# Challenge
According to the blog post, why does Kerri's theory call "flat friends" relationships abstractions that are not real? Answer in one to three sentences.

# Reading passage
* * * * *

No Basis For Real [David’s blog on saturday morning smack-dab]

An MSNBC opinion piece hit the nail on the head: the reason why so many of us find this presidential campaign so uniquely unsettling is that “…so many of our fellow citizens embrace a candidate and a message so fundamentally un-American.”

“This is fascist rhetoric. More specifically, it’s Nazi rhetoric. But the crowds at [his] rallies aren’t horrified by such language. They lap it up.”

And so, here we are. These “citizens” embracing a fascist intention are our sisters and brothers, mothers and fathers. They are people we know and love but no longer recognize. They are not abstractions.

Kerri has a theory. She calls it “the flat friends”, the relationships available online that win likes and strokes for agreement. These relationships are abstractions; they are not real. They are easy, uncomplicated, and come with instant gratification. No dialogue required. No real communication. No imperative to support assertions with facts or data or…reality. Hate bubbles filled with easy lies and even easier agreement amongst flat friends. An ugly meme is all the verification needed in flat-friend-land. No real thinking required.

It’s a convenient place to run and hide when the three dimensional world, the woke world, the world of evidence and reason and thinking and questioning and open minds, asks, “What the hell are you talking about?”

* * * * *

# Supplied entries

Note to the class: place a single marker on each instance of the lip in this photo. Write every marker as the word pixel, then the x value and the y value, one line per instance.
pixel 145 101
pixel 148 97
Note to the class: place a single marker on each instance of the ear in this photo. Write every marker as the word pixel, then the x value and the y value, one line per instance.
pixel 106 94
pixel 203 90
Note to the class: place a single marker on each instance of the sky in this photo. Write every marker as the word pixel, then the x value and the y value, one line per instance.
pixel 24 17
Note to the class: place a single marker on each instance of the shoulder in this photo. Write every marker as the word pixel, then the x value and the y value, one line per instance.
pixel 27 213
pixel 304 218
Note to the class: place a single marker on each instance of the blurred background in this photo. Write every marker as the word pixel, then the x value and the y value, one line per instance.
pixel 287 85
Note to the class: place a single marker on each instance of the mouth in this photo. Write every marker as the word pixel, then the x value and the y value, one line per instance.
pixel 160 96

* * * * *

# Exercise response
They are online relationships that win likes and strokes for agreement, so they are easy, uncomplicated, and come with instant gratification. They require no dialogue, no real communication, and no need to support assertions with facts, data, or reality.